**Aim:** Render the rows starting with the line containing "Put a marker on each instance of the white opel" and going on through the line containing "[(478, 541)]" as a two-column CSV with the columns text and answer. Give each row's text and its answer in their own quoted fields, with line breaks turned into spaces.

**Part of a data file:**
○ ○ ○ ○

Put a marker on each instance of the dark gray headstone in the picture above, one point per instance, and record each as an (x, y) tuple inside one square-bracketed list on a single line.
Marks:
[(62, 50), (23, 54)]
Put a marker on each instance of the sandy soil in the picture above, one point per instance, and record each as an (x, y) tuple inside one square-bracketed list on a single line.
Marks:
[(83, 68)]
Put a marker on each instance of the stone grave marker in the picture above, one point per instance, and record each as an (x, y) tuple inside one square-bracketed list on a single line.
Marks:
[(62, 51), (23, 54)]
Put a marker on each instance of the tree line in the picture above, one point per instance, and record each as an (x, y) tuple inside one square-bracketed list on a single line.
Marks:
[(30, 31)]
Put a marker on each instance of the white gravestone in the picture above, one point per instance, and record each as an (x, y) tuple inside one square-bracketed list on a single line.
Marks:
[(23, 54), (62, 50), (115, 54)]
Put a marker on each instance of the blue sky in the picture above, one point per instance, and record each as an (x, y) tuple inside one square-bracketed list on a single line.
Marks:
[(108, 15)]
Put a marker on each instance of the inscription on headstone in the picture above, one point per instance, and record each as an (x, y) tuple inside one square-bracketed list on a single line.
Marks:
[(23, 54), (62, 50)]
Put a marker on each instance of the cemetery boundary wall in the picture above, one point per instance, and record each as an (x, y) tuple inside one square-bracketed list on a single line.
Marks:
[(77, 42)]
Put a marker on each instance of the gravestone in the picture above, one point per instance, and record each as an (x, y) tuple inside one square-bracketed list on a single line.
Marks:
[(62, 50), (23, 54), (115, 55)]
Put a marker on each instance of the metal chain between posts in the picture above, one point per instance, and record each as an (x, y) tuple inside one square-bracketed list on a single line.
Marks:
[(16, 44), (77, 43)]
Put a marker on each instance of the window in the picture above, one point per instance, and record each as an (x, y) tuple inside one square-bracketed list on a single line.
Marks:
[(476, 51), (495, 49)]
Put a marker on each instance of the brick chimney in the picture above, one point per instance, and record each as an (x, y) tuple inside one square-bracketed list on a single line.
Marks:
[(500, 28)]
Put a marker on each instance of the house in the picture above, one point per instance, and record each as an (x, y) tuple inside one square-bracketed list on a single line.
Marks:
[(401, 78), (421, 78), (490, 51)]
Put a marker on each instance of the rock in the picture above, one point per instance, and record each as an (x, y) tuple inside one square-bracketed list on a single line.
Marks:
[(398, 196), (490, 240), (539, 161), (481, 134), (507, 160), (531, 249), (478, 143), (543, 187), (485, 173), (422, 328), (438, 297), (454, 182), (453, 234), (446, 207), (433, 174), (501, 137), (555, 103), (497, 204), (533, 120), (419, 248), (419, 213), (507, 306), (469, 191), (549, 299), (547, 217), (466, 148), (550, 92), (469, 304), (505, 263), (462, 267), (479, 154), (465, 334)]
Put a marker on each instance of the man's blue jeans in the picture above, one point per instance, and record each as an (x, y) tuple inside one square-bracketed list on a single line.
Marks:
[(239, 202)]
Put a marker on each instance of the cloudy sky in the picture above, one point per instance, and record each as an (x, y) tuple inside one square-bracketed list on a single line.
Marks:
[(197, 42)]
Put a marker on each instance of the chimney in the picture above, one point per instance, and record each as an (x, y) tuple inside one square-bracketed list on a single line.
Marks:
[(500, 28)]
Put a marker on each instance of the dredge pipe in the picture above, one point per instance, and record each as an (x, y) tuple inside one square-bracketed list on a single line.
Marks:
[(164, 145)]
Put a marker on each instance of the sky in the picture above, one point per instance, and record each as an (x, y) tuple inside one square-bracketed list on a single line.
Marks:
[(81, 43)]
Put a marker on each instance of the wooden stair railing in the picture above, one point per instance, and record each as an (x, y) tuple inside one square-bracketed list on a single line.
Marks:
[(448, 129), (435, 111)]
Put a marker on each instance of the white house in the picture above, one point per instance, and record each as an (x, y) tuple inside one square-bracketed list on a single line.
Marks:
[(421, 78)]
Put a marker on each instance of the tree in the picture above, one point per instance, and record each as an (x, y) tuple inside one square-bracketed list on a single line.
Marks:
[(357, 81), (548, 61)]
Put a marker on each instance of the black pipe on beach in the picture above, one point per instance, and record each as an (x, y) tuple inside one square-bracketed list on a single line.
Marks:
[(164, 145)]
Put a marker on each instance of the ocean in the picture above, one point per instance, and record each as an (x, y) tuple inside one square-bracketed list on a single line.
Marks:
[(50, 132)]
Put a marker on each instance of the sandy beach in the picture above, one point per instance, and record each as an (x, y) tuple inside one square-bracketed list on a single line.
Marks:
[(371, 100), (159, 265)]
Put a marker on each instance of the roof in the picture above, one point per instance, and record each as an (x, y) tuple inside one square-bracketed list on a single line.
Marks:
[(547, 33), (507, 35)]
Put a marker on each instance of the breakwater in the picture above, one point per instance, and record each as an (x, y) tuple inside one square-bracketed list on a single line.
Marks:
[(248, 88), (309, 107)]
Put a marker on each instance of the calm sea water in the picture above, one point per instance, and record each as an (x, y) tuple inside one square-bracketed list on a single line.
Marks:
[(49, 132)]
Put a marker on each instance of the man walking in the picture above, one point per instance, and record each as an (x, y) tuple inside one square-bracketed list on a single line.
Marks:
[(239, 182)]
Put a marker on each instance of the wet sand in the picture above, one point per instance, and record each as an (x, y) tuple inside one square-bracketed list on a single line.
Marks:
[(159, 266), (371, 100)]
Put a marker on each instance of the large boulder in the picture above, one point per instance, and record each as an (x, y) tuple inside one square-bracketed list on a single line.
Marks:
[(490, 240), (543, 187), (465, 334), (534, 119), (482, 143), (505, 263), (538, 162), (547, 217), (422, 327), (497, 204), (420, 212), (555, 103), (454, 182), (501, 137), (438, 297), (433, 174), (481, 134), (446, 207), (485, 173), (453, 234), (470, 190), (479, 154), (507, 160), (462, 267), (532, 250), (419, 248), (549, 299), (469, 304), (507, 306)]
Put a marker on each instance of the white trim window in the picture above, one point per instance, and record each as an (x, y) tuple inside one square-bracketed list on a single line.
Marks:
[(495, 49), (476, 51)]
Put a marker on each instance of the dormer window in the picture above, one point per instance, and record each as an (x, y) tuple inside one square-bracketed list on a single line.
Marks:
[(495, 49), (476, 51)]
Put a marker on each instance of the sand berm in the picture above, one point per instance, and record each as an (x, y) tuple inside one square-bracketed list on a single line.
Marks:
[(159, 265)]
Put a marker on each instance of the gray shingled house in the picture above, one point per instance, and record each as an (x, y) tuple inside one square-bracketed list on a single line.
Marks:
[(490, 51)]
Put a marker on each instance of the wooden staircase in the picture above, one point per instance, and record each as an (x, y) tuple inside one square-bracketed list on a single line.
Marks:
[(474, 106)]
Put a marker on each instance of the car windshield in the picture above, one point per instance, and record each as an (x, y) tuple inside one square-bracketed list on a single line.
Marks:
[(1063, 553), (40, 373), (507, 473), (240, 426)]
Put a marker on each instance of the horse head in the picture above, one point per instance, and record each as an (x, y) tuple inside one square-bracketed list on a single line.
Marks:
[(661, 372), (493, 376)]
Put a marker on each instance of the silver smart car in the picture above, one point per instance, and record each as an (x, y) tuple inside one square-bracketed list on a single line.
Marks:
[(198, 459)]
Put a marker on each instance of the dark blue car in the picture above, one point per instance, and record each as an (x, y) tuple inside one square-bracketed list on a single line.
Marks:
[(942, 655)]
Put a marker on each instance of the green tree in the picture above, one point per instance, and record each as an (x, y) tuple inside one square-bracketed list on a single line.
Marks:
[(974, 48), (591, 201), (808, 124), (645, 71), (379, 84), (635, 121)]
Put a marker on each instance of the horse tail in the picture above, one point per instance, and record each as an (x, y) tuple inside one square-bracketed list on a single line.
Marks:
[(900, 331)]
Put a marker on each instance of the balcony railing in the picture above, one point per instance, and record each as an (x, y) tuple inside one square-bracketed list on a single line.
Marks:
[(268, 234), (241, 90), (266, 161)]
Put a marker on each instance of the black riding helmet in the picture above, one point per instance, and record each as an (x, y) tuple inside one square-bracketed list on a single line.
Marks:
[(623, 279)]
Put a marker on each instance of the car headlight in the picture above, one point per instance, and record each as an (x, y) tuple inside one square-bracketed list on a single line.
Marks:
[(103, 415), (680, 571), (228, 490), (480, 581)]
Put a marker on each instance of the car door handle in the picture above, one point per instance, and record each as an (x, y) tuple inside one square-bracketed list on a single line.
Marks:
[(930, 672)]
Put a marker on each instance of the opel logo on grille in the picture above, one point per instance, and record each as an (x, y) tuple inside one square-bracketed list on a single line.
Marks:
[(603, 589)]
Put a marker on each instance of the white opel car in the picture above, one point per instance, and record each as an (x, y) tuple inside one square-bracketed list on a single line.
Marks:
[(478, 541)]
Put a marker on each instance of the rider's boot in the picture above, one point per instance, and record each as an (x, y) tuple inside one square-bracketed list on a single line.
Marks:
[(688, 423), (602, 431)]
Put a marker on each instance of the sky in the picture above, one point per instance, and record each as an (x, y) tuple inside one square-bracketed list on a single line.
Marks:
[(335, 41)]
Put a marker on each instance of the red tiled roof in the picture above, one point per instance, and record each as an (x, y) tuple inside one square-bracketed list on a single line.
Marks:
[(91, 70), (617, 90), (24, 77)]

○ ○ ○ ○

**The reply:**
text,answer
"Put a marker on each instance of the white opel car in the picture above, one point per instance, and record each as an (x, y) tuple inside one square-bracketed list on a single line. Marks:","[(478, 541)]"